» **Задание 1**:
Повторите без изменений часть текста о Прусте, начиная со слов «Не будем подробно» и продолжая до слов «университета А.Н. Таганова.».
» **Задание 2**:
Переведите на английский язык предложение из текста о Прусте: «Всему изданию предпослано содержательное и вполне компетентное предисловие профессора Ивановского государственного университета А.Н. Таганова».
» **Задание 3**:
Продолжите текст о русском прочтении Пруста, начав сразу после его последнего предложения.

» **Фрагмент страницы**:

====

Не будем подробно останавливаться на наших недавних исследованиях, посвященных Прусту, упомянем лишь книги, статьи и эссе М. Мамардашвили, В. Подороги, С. Бочарова, Т. Балашовой, А. Кушнера, А. Таганова, Н. Пахсарьян и других, а также переводы работ Ж. Делеза, Ж. Женетта, Д. Фернандеса, К. Мориака, В. Набокова, А. Моруа…
Самым заметным событием в нашем “обретении Пруста” стало появление в санкт-петербургском издательстве “Амфора” в 1999 — 2001 гг. семитомника, куда вошли целиком (ну наконец-то!) “Поиски утраченного времени”. Первые шесть томов напечатаны в переводе Н.М. Любимова с довольно подробными примечаниями О. Волчек и С. Фокина; последний том переведен А.Н. Смирновой (видимо, ее же комментарии — досадно краткие и беспомощные). Всему изданию предпослано содержательное и вполне компетентное предисловие профессора Ивановского государственного университета А.Н. Таганова.

====

» **Фрагмент набора данных**:
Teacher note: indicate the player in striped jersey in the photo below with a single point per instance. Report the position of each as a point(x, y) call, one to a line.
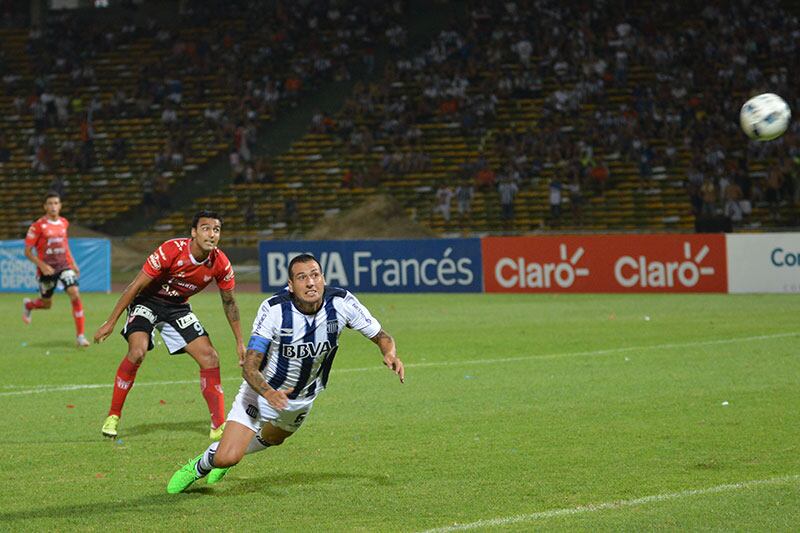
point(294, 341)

====

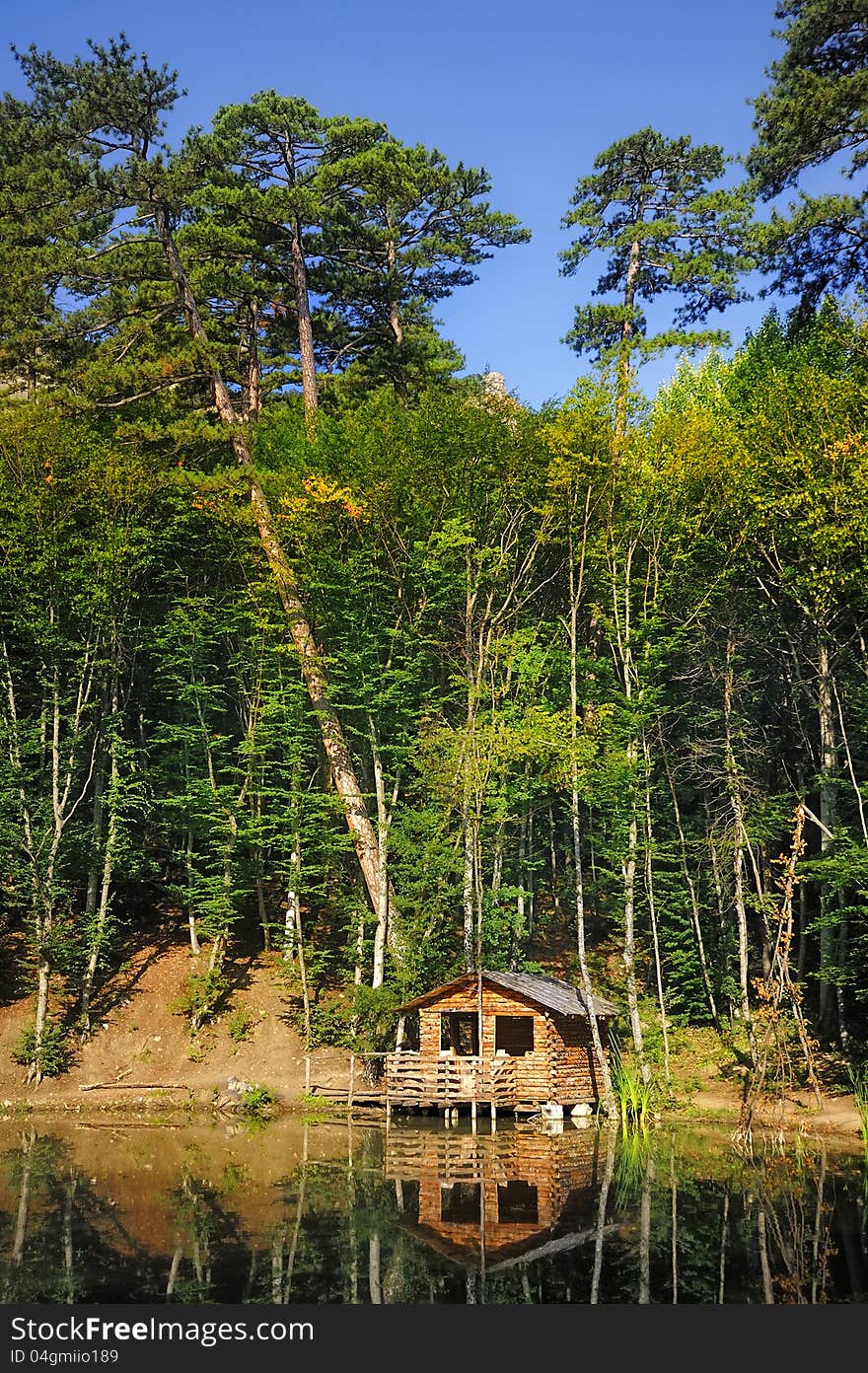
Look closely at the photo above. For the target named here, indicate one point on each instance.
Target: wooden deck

====

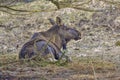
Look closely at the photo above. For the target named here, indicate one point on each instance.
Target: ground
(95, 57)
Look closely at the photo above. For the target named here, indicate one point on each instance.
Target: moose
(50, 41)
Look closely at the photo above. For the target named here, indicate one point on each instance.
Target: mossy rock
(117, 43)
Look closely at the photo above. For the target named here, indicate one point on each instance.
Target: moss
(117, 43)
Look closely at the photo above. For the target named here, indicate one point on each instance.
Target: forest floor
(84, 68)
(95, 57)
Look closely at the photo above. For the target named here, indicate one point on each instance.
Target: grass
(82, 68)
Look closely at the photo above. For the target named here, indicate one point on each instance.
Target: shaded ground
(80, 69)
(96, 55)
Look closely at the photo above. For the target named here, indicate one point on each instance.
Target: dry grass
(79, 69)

====

» **Итоговый ответ 1**:
Не будем подробно останавливаться на наших недавних исследованиях, посвященных Прусту, упомянем лишь книги, статьи и эссе М. Мамардашвили, В. Подороги, С. Бочарова, Т. Балашовой, А. Кушнера, А. Таганова, Н. Пахсарьян и других, а также переводы работ Ж. Делеза, Ж. Женетта, Д. Фернандеса, К. Мориака, В. Набокова, А. Моруа…
Самым заметным событием в нашем “обретении Пруста” стало появление в санкт-петербургском издательстве “Амфора” в 1999 — 2001 гг. семитомника, куда вошли целиком (ну наконец-то!) “Поиски утраченного времени”. Первые шесть томов напечатаны в переводе Н.М. Любимова с довольно подробными примечаниями О. Волчек и С. Фокина; последний том переведен А.Н. Смирновой (видимо, ее же комментарии — досадно краткие и беспомощные). Всему изданию предпослано содержательное и вполне компетентное предисловие профессора Ивановского государственного университета А.Н. Таганова.

» **Итоговый ответ 2**:
The entire edition is prefaced by an informative and thoroughly competent foreword by A.N. Taganov, a professor at Ivanovo State University.

» **Итоговый ответ 3**:
“В поисках утраченного времени” — не просто главная книга Пруста, это в известной мере его единственная книга, все же остальное — подготовка к ней, примеривание и приспосабливание. Не только ранние новеллы, статьи о литературе и искусстве, но даже, казалось бы, проходная и необязательная светская хроника, что Пруст время от времени печатал в “Фигаро”, была такой подготовкой. Что же тогда говорить о его незавершенных книгах “Против Сент-Бёва” и “Жан Сантей” — это уже первые наброски и пробы, в основном отвергнутые, но, как становится ясно только сейчас, благодаря глубоким текстологическим разысканиям, порой оказывающиеся первыми вариантами “Поисков”, ряда их эпизодов.
Создание главной книги потребовало от писателя необычайного сосредоточения и самоотдачи. На протяжении полутора десятилетий Пруст был одержим этой работой, отдав ей все свои силы. Отсюда и результаты. В наши дни уже ясно, что Пруст не был ни снобом, ни декадентствующим эстетом, ни литератором-любителем, а был гениальным художником и великим тружеником. Отрицать и то и другое теперь вряд ли кто отважится. Но так было не всегда и не сразу.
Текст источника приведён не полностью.